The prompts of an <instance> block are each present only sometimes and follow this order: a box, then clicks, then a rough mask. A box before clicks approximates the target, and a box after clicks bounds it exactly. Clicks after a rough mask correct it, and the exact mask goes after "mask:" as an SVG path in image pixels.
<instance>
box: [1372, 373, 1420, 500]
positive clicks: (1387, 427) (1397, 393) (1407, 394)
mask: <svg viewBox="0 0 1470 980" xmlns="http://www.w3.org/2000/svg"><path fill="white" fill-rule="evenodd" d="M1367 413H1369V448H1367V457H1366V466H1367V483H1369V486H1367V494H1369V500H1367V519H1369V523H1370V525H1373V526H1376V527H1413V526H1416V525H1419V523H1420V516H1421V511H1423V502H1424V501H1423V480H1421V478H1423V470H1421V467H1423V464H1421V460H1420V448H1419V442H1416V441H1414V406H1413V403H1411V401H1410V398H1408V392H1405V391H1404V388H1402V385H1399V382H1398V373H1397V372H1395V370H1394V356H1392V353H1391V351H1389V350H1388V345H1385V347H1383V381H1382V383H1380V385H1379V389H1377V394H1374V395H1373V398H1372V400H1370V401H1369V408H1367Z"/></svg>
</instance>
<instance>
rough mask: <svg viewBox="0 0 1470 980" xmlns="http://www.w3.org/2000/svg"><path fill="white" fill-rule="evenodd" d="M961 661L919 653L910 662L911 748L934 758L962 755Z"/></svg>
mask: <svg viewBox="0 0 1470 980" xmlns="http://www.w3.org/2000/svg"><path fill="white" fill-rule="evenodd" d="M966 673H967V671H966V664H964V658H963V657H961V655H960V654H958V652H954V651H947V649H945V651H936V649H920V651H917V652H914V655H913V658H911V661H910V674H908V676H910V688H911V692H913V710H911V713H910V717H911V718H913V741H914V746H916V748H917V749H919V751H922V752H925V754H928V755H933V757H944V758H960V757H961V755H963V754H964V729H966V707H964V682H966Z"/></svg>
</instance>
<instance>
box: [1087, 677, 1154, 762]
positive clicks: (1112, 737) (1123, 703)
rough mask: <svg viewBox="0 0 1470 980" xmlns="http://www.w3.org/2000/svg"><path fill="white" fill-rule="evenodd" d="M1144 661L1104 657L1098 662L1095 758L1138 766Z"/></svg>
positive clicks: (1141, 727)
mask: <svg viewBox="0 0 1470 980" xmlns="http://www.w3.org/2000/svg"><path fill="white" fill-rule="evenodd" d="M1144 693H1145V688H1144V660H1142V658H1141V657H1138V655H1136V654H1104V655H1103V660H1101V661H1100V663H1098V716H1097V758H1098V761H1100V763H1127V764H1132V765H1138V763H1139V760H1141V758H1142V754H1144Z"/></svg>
· · · · · · ·
**What is expected**
The material above should be returned exactly, in full.

**Output for this task**
The prompts of an <instance> block are each present only sometimes and follow this order: a box, then clicks, then a rough mask. A box before clicks approximates the target, and a box after clicks bounds it exactly. Clicks after a rough mask correct it, and the exact mask goes after "mask:" as an SVG path in image pixels.
<instance>
box: [1372, 373, 1420, 500]
positive clicks: (1387, 427) (1397, 393) (1407, 394)
mask: <svg viewBox="0 0 1470 980" xmlns="http://www.w3.org/2000/svg"><path fill="white" fill-rule="evenodd" d="M1367 413H1369V448H1367V457H1366V466H1367V483H1369V486H1367V494H1369V500H1367V519H1369V523H1370V525H1373V526H1376V527H1413V526H1416V525H1419V523H1420V516H1421V511H1423V502H1424V501H1423V480H1421V478H1423V470H1421V467H1423V464H1421V460H1420V448H1419V442H1416V441H1414V406H1413V403H1411V401H1410V398H1408V392H1405V391H1404V388H1402V385H1399V382H1398V373H1397V372H1395V370H1394V356H1392V353H1391V351H1389V350H1388V345H1385V347H1383V381H1382V383H1380V385H1379V389H1377V394H1374V395H1373V398H1372V400H1370V401H1369V408H1367Z"/></svg>
</instance>
<instance>
rough mask: <svg viewBox="0 0 1470 980" xmlns="http://www.w3.org/2000/svg"><path fill="white" fill-rule="evenodd" d="M961 661L919 653L910 662L911 748L934 758L962 755Z"/></svg>
mask: <svg viewBox="0 0 1470 980" xmlns="http://www.w3.org/2000/svg"><path fill="white" fill-rule="evenodd" d="M966 673H967V671H966V664H964V658H963V657H961V655H960V654H958V652H954V651H947V649H945V651H936V649H920V651H917V652H914V655H913V658H911V661H910V674H908V676H910V688H911V692H913V710H911V713H910V717H911V718H913V741H914V746H916V748H917V749H919V751H922V752H925V754H928V755H933V757H944V758H960V757H961V755H963V754H964V729H966V707H964V682H966Z"/></svg>
</instance>
<instance>
box: [1087, 677, 1154, 762]
positive clicks: (1112, 737) (1123, 703)
rough mask: <svg viewBox="0 0 1470 980" xmlns="http://www.w3.org/2000/svg"><path fill="white" fill-rule="evenodd" d="M1144 661L1104 657L1098 662L1095 758L1138 766Z"/></svg>
positive clicks: (1141, 727)
mask: <svg viewBox="0 0 1470 980" xmlns="http://www.w3.org/2000/svg"><path fill="white" fill-rule="evenodd" d="M1144 693H1145V688H1144V660H1142V658H1141V657H1138V655H1136V654H1104V655H1103V660H1101V661H1100V663H1098V716H1097V758H1098V761H1100V763H1127V764H1132V765H1138V763H1139V760H1141V758H1142V754H1144Z"/></svg>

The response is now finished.